* [Goal]
How many lines of the following material contain the string "below", with case counting? Reply with the number alone.

* [Supplied information]
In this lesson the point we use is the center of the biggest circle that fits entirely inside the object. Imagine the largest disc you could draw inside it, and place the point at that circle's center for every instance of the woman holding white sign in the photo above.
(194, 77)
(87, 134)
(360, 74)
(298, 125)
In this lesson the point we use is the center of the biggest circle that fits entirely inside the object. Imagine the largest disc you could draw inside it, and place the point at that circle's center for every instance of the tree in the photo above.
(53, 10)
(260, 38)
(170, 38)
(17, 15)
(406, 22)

---

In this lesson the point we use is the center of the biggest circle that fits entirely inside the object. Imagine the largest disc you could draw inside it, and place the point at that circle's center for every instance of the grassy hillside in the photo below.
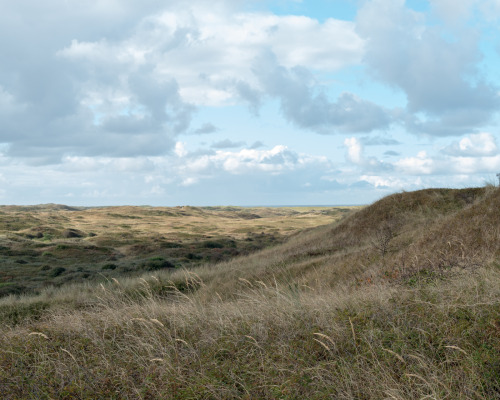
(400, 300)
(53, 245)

* * *

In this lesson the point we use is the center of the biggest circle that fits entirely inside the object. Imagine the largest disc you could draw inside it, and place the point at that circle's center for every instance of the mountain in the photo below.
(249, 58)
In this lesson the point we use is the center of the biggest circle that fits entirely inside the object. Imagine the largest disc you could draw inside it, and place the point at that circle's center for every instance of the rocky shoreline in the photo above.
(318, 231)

* [Answer to this exercise]
2